# Task goal
Copy out each line below in which the string "hood" appears.

[Photo-based referring expression data]
=====

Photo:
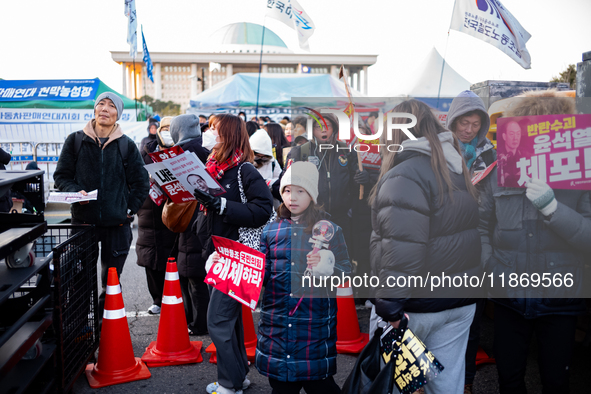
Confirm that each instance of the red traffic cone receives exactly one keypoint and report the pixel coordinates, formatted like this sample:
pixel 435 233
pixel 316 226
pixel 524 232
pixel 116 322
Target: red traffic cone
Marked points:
pixel 116 363
pixel 250 338
pixel 349 338
pixel 172 346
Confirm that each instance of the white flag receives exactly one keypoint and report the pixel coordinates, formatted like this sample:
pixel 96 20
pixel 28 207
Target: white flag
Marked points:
pixel 132 27
pixel 293 15
pixel 491 22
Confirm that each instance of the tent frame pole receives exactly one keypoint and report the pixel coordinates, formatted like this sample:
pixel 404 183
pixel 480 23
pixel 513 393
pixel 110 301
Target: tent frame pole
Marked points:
pixel 444 54
pixel 256 114
pixel 135 88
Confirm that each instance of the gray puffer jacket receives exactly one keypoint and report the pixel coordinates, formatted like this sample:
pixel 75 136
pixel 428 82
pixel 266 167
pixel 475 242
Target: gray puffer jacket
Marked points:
pixel 419 232
pixel 465 102
pixel 517 238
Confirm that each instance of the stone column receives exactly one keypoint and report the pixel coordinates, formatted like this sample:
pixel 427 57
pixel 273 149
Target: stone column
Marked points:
pixel 194 78
pixel 158 81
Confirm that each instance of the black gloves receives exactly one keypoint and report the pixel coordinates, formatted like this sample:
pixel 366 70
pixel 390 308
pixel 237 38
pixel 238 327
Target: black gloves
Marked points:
pixel 211 203
pixel 361 177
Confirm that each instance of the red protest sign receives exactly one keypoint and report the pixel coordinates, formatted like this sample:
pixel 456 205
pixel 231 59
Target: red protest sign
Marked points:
pixel 553 148
pixel 156 193
pixel 239 272
pixel 166 179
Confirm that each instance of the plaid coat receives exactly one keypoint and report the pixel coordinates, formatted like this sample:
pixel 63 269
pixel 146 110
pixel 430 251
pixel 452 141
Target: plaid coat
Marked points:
pixel 302 346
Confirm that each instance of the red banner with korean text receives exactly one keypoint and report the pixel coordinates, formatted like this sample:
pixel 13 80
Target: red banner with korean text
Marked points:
pixel 166 154
pixel 239 272
pixel 165 179
pixel 553 148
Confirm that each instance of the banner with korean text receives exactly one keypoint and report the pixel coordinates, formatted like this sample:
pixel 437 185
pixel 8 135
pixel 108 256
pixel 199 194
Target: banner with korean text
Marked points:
pixel 490 21
pixel 165 179
pixel 239 272
pixel 553 148
pixel 52 90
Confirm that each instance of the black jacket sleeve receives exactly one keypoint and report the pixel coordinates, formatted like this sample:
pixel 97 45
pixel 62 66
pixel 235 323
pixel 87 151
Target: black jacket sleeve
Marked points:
pixel 259 207
pixel 137 178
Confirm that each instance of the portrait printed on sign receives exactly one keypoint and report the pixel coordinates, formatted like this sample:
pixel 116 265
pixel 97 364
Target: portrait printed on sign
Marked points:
pixel 553 148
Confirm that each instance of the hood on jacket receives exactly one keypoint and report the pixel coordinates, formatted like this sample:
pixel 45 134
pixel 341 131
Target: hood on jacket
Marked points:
pixel 465 102
pixel 89 131
pixel 260 142
pixel 453 158
pixel 184 128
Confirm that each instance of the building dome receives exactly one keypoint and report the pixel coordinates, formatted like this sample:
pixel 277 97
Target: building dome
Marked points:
pixel 246 38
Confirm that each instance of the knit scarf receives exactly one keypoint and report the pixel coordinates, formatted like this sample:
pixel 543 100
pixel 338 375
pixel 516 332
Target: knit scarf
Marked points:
pixel 216 169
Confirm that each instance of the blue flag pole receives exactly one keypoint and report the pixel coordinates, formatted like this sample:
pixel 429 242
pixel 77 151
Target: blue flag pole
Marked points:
pixel 260 67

=====

# Solved problem
Confirm that each instance of the hood on jacket receives exactly one keypoint and report the pixel coordinates, formatted like this sample:
Target: hood on jacket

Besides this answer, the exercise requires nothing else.